Stored data entries
____________

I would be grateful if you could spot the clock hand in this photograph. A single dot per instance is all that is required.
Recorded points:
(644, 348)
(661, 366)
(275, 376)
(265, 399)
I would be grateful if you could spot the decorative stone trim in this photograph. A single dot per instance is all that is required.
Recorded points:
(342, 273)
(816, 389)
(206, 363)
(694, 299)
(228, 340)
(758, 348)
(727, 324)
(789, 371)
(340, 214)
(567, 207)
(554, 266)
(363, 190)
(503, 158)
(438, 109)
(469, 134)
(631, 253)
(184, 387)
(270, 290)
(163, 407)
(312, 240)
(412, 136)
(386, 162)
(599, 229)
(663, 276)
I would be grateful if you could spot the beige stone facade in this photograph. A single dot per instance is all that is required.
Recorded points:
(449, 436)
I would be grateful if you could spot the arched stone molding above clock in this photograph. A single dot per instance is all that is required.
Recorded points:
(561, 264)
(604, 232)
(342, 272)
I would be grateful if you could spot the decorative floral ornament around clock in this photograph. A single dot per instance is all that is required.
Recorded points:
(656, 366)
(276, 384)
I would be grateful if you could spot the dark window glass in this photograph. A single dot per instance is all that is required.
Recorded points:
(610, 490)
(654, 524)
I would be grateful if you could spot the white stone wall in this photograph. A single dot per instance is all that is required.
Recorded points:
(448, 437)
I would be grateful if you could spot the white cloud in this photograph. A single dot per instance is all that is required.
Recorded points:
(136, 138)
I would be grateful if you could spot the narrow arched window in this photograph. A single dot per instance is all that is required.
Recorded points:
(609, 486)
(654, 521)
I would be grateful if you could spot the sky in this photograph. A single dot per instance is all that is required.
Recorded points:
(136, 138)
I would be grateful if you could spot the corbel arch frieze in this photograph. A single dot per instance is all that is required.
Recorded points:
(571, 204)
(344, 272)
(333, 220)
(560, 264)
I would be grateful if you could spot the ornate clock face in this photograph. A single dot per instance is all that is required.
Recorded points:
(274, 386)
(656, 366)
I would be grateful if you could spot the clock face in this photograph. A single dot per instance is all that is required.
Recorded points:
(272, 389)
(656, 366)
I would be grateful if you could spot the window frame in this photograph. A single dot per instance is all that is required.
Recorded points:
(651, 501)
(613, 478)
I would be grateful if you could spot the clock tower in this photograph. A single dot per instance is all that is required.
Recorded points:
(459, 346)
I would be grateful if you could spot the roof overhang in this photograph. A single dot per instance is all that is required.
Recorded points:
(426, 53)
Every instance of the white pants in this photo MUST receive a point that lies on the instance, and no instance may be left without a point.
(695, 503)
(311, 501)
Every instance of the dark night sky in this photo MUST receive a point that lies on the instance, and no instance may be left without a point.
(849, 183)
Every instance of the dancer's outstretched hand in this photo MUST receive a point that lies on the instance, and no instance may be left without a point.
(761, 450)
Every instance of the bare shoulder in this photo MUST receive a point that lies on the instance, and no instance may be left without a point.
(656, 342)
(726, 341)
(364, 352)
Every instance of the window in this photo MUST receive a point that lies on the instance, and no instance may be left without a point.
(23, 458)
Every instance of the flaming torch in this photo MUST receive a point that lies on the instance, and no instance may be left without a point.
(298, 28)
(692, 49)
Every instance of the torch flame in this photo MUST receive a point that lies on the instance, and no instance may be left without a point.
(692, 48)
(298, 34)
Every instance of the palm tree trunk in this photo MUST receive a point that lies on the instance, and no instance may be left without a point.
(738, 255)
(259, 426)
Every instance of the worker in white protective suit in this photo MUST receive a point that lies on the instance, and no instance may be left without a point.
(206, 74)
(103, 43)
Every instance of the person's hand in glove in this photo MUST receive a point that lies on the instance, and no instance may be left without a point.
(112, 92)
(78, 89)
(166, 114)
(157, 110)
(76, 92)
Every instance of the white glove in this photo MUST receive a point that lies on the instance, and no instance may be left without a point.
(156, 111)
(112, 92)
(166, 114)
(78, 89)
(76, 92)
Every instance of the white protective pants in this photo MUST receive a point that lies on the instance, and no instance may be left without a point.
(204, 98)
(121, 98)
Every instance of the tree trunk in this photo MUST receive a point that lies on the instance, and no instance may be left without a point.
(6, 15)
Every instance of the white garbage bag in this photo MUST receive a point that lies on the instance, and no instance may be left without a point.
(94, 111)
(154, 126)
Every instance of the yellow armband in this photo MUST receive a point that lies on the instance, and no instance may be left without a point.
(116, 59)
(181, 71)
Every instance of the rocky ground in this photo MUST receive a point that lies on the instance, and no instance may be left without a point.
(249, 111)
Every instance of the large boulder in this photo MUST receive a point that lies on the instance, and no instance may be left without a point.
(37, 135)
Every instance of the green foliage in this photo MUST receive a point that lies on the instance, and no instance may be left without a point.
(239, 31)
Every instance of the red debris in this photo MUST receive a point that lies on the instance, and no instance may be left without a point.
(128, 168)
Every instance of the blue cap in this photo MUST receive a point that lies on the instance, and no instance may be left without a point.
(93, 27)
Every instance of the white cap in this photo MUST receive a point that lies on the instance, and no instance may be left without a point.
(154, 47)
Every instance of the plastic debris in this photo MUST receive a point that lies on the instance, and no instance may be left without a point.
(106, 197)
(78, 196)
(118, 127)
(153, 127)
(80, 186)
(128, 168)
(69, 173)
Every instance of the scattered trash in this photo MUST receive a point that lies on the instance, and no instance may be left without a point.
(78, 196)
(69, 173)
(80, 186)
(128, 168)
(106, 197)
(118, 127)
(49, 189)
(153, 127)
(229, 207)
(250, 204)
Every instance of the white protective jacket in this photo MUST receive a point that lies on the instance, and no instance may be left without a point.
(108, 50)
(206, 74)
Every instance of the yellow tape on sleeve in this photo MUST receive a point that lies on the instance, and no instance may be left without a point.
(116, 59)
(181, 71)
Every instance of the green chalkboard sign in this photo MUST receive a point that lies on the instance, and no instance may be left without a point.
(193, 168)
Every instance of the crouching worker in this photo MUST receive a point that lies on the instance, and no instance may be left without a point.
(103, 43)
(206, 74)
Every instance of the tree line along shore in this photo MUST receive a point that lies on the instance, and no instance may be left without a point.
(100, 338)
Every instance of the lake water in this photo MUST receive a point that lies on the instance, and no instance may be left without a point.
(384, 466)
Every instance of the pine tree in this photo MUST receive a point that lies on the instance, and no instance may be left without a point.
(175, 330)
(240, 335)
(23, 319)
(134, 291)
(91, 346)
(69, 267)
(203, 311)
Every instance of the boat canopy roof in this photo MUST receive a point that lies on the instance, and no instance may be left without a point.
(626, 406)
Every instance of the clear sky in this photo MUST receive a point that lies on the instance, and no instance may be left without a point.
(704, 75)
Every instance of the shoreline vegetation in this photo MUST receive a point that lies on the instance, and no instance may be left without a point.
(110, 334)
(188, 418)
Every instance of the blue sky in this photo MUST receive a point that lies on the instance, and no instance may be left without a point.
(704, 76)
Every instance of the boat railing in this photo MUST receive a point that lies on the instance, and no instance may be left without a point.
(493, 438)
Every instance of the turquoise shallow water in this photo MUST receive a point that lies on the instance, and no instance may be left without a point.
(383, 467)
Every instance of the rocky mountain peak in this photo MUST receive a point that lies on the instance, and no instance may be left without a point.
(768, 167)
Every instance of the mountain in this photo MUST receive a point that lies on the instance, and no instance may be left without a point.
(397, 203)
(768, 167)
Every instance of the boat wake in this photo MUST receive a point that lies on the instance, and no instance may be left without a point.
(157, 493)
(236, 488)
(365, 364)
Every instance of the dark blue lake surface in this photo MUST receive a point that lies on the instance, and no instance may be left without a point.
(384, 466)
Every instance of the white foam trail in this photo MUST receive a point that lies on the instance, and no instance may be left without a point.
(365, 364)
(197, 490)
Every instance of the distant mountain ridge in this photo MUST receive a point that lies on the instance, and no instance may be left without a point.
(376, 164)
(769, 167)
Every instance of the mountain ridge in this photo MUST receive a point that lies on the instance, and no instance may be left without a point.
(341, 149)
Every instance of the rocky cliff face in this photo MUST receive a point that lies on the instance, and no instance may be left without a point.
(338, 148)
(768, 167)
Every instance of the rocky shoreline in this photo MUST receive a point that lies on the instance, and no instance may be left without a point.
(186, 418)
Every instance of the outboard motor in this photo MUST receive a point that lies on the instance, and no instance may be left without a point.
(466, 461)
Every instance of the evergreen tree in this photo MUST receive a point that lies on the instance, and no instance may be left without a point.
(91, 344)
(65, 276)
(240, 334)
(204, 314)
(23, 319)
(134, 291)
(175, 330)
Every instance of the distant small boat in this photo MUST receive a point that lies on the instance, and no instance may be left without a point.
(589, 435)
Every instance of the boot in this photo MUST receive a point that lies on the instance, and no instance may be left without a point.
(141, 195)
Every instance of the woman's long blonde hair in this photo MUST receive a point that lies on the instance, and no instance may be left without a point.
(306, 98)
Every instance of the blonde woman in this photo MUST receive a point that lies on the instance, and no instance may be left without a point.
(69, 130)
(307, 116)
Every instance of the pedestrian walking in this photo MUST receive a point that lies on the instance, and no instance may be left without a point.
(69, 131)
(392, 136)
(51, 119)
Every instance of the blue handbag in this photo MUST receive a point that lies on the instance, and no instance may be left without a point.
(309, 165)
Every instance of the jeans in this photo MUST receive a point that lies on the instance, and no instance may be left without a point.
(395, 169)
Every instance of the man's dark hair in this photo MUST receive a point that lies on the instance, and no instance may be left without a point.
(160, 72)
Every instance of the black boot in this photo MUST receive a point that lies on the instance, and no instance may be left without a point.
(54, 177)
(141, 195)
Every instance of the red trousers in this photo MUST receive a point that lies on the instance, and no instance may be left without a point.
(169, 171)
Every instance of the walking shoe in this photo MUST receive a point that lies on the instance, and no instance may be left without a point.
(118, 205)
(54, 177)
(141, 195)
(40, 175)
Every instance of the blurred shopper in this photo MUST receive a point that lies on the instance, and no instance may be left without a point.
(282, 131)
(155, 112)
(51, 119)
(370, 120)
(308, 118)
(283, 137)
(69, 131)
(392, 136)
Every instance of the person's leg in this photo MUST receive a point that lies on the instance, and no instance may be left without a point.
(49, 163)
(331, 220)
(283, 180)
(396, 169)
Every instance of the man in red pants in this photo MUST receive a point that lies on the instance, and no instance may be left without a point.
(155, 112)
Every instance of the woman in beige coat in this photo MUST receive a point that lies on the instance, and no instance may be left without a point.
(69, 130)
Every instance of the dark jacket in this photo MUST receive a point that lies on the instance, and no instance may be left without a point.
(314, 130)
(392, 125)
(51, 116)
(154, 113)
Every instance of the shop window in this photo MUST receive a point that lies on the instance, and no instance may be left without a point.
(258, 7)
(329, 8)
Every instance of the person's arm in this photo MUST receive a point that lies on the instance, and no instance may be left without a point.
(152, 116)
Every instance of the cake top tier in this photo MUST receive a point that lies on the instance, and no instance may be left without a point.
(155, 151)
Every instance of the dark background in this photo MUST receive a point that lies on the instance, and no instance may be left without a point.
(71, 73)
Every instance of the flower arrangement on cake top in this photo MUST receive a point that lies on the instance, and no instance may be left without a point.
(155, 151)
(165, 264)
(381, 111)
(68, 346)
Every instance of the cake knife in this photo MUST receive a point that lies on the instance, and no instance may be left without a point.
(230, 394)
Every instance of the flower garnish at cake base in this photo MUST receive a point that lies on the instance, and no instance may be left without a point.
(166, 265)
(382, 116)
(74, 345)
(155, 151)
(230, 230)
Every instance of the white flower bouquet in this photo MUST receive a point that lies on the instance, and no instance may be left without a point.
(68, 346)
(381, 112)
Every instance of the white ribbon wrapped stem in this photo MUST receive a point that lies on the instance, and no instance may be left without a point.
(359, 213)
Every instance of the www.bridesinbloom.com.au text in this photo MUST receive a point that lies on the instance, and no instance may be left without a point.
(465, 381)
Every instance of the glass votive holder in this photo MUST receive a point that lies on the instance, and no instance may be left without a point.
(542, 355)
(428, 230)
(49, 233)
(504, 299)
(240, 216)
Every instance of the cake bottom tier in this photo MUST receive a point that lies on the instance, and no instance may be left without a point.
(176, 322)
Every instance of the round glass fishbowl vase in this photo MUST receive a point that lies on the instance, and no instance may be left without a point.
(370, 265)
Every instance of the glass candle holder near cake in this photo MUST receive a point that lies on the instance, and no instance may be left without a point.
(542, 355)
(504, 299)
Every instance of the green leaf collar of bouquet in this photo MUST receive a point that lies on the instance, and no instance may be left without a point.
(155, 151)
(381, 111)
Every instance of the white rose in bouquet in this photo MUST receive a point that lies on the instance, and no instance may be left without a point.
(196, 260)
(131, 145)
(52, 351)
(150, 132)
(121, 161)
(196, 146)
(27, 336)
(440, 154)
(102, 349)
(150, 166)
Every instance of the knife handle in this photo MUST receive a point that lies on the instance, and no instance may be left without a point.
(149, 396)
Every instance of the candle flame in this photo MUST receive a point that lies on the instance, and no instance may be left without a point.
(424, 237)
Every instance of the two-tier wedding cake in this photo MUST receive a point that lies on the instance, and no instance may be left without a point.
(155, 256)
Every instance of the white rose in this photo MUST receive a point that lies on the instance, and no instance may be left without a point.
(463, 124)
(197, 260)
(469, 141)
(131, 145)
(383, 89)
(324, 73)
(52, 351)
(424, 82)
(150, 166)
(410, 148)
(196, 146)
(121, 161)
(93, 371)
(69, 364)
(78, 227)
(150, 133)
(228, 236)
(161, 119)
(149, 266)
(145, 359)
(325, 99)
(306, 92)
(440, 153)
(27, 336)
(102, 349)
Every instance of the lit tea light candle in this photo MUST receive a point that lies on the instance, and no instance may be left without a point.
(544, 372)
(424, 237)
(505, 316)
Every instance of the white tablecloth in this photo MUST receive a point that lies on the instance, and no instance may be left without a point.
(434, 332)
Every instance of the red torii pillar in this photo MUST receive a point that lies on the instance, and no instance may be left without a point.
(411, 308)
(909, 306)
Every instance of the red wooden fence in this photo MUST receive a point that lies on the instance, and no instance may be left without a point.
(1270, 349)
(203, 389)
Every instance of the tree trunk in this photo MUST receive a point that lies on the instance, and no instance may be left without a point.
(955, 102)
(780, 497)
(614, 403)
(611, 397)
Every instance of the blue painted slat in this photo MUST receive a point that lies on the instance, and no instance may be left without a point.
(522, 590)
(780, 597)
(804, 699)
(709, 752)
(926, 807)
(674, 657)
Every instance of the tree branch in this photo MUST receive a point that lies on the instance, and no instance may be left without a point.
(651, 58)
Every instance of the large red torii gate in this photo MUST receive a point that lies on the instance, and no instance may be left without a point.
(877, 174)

____________

### Work instruction:
Out of the entries, pull every line that mentions "decorative".

### Result for this task:
I would be grateful if you could spot the decorative stone trim in this photograph. A single dot per instance is all that is required.
I would be grateful if you could spot the decorative floral ornament around clock in this photograph. A single dot per instance is all that is required.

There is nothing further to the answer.